Task directions: Repeat, exactly and in full, the lines of the listing below, but without any pictures.

Data entries:

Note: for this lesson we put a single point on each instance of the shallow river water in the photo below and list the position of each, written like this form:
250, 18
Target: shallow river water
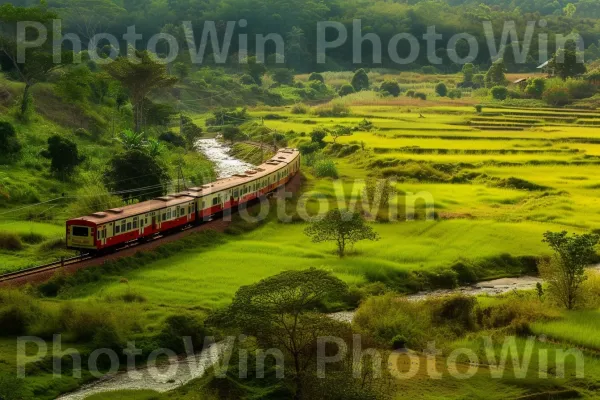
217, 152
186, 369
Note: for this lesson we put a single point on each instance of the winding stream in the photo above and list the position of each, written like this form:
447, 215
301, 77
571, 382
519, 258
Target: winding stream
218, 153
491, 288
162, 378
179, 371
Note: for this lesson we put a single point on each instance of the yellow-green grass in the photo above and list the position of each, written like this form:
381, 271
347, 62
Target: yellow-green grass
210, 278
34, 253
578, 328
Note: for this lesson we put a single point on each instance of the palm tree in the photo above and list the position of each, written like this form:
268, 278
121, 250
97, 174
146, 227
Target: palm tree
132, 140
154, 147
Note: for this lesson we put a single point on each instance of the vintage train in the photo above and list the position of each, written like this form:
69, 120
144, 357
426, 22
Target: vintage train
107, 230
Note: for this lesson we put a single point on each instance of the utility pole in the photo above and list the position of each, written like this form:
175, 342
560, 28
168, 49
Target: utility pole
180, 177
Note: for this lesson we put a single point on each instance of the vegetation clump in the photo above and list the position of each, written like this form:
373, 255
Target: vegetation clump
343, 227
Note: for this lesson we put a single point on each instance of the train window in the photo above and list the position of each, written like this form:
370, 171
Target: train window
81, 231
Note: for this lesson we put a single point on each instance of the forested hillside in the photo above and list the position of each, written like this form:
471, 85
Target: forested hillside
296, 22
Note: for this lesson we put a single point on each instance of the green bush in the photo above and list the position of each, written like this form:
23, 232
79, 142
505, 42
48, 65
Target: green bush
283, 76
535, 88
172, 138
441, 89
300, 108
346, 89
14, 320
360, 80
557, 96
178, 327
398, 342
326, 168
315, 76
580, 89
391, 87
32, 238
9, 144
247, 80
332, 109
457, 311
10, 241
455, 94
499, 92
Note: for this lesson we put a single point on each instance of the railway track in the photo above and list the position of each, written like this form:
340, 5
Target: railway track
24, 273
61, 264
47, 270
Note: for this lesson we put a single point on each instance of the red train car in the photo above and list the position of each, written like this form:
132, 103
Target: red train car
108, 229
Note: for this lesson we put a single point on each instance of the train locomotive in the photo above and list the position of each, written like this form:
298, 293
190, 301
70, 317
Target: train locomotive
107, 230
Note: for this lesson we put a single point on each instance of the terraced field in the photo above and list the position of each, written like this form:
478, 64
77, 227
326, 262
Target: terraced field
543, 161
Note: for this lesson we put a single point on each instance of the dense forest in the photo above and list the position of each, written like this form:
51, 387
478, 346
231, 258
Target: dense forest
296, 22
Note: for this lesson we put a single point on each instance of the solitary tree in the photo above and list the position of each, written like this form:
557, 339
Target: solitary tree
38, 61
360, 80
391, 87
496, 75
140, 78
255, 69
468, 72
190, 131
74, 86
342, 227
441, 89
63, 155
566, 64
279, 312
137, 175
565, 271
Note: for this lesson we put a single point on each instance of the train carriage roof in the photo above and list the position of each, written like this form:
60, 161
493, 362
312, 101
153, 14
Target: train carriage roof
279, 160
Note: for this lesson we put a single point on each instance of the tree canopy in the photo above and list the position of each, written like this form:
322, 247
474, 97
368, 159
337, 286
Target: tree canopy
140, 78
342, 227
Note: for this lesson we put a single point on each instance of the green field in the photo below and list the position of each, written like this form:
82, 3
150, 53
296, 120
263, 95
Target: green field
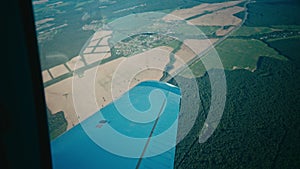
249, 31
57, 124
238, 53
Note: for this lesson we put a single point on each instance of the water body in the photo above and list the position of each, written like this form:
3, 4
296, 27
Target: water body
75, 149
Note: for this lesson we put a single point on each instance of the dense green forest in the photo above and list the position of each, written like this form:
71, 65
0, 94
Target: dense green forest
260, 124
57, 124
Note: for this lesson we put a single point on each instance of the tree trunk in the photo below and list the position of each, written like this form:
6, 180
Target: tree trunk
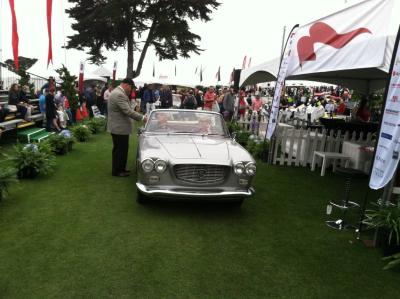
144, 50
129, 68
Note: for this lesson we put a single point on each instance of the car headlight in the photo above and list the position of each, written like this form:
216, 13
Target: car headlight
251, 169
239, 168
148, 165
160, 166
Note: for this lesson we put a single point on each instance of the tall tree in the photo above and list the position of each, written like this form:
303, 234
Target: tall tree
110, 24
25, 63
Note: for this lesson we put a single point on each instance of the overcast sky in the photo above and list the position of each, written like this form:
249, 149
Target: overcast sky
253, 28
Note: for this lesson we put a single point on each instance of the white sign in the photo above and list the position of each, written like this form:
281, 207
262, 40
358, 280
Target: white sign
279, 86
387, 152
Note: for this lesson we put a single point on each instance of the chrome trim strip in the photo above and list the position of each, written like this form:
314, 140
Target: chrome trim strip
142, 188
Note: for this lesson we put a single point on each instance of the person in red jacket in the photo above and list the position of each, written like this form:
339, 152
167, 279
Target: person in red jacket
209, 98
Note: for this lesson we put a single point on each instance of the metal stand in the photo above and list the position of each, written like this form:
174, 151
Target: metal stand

Result:
Note: for this lesson we put a single point on each instance of the shallow river water in the photo below and list the position of each, written like this form:
250, 18
Target: shallow river water
217, 152
186, 369
Note: for this lesson we put a single point on each instance of the winding stream in the photo above and list the position of each, written like this form:
447, 215
301, 77
571, 382
519, 258
Target: winding stream
218, 153
491, 288
162, 378
179, 371
Note: for this lesson we put a single point on each instance of the yellow-green grass in the photo above and list the position of each, written like this form:
381, 271
347, 62
Target: yellow-green grass
210, 278
34, 253
578, 328
Note: for this lesson we put a single point on each instance of the palm tree in the photo above and list the position of each, written like this form:
268, 278
121, 250
97, 174
146, 227
Target: palm tree
132, 140
154, 147
Note: for this lesson we put a single point on each instance of the vintage train in the photo above and list the position of each, written like this form:
69, 120
144, 357
426, 22
Target: vintage train
107, 230
Note: for this lesson we put a single point on each instance of the utility pole in the photo above and list the position of each, written like this form:
175, 342
560, 28
168, 49
Target: utility pole
180, 177
Note: for this lesson we put a single point on each instance of the vegetation clump in the photo above and list the position of each, written like this form:
373, 255
Target: vegetation clump
343, 227
Note: for this lesson we put a single point on each instance of the train window in the photo above and list the position of each, written like this form:
370, 171
Target: train window
81, 231
Note: for this lesson we put a single point on each instance of the forested hillside in the photo above and list the position of each, written like this form:
471, 85
Target: forested hillside
296, 22
Note: for this lesson we put a single point on each instance of the green bush in the photo above and list the position of each, written like this form:
23, 232
79, 142
505, 42
48, 65
Target: green bush
283, 76
535, 88
172, 138
441, 89
300, 108
346, 89
14, 320
360, 80
557, 96
178, 327
398, 342
326, 168
315, 76
580, 89
391, 87
32, 238
9, 144
247, 80
332, 109
457, 311
10, 241
455, 94
499, 92
Note: for this lesson we put a single point on each instance of the railway track in the photo above and list the position of each, written like this form:
340, 5
Target: railway track
24, 273
61, 264
47, 270
Note: for this lesson we put a single point on each instance of the red train car in the photo above and list the position of each, written like this form:
132, 103
Target: red train car
108, 229
Note: for this lesson we put a single point on each instance of the train locomotive in the photo above and list the position of each, written like this form:
298, 293
190, 301
70, 317
Target: train locomotive
107, 230
Note: for this lesson we put a single point on each instance of the terraced field in the photo above and list the position of each, written like this form:
478, 64
77, 227
326, 262
Target: terraced field
543, 161
Note: for this lesson we put a single point on each instance of the dense forest in the photo above and list the position of each, written like this form:
51, 387
478, 346
231, 258
Target: dense forest
296, 22
Note: for this lesson we put a single point on each instance of the solitary tree in the photo above and list the position of each, written like this form:
557, 339
Target: solitary tree
38, 61
360, 80
391, 87
496, 75
140, 78
255, 69
468, 72
190, 131
74, 86
342, 227
441, 89
63, 155
566, 64
279, 312
137, 175
565, 271
Note: for this lesson we put a single point on each instance of the train carriage roof in the photo above and list the position of each, written like this form:
60, 161
493, 362
312, 101
153, 14
Target: train carriage roof
279, 160
Note: for this lesson we put a single point on each instance of the tree canopy in the photo above and list the position of each, written like this form:
322, 247
474, 97
368, 159
337, 286
Target: tree canopy
140, 78
342, 227
Note: for this lesson we put a single point on each instance of the green field in the photo below and list the position of each, written like this form:
82, 3
150, 53
296, 120
263, 95
Target: green field
249, 31
57, 124
238, 53
Note: for this lesson we put a single point on each instance of the water body in the photo above and list the position of each, written like this form:
3, 4
296, 27
Target: water body
75, 149
Note: for this lesson we put a single point on each instance of the dense green forest in the photo above and list the position of each, written like this form:
71, 65
0, 94
Target: dense green forest
260, 124
57, 124
Note: for this lesson we put a single point on each instance of the tree trunk in the photo below and list the position of each, written like this form:
6, 180
Target: tree trunk
144, 50
129, 68
Note: for this lesson we put a single point on each instance of the car headlight in the photo above and list the position of each, written like this form:
216, 13
Target: car headlight
251, 169
239, 168
148, 165
160, 166
Note: for this lesson we put a single point on each instance of the tall tree in the photo above and list the position of each, written like this form:
303, 234
Target: tall tree
110, 24
25, 63
Note: for this lesson we put a single point on each instance of the overcast sky in the photo above and list the position of each, written like this form:
249, 149
Target: overcast sky
253, 28
Note: for this lesson we put a single point on each instance of the white sign in the photo above and list the position of each, written like this form:
281, 207
262, 40
358, 280
Target: white sign
279, 86
387, 152
Note: for this lesson we put a single point on each instance of the chrome trim strip in the photo above and list the position of each, written like this form:
314, 140
Target: chrome trim strip
142, 188
Note: for this lesson we put a single point on each instance of the person in red jacket in the photo above and list the position of each, written like this form:
339, 152
167, 279
Target: person in red jacket
209, 98
Note: for this lesson we put a single point on each instance of the metal stand in the photo above and list the position of each, written like this form:
174, 151
Target: metal stand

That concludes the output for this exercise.